──────── DATA TO PROCESS ────────

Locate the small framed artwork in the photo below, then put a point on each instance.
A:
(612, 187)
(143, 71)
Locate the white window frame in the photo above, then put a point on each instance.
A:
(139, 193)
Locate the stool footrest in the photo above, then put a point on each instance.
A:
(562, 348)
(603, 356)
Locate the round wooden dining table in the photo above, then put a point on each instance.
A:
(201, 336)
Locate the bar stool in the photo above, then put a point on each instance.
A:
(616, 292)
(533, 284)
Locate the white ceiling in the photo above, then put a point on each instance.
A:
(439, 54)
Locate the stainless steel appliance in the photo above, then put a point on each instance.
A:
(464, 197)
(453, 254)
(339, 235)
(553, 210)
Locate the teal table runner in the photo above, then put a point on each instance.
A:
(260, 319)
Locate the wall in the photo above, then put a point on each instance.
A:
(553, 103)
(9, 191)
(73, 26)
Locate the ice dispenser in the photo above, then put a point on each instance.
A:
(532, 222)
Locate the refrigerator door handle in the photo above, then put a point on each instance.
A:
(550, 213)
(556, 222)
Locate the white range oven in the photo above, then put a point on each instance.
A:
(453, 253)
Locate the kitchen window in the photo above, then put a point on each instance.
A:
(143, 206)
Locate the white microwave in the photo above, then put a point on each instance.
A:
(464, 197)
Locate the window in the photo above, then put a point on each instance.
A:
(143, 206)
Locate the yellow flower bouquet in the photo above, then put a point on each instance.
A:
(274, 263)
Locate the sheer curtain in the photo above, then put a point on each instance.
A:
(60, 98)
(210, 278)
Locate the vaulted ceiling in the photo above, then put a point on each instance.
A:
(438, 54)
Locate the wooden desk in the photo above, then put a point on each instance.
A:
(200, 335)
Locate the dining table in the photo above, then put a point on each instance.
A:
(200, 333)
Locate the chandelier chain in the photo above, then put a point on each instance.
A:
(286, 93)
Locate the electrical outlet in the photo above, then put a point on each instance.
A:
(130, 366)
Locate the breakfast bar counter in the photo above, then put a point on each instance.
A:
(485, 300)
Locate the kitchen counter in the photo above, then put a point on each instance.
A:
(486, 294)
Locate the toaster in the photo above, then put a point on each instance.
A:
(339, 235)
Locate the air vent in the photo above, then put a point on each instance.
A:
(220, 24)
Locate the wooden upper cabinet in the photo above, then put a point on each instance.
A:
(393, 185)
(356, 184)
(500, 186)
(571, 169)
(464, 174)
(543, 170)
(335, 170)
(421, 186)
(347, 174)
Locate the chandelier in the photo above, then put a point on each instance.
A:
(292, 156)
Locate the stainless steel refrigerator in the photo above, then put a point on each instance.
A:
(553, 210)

────────

*DIRECTIONS FOR THIS TASK:*
In the entries above, find each line with the word "ceiling" and show it.

*ANSWER FOR THE TASK:*
Locate the white ceiling in the photo above, then put a point on each instance.
Locate the vaulted ceiling in the photo above, then put a point on each instance.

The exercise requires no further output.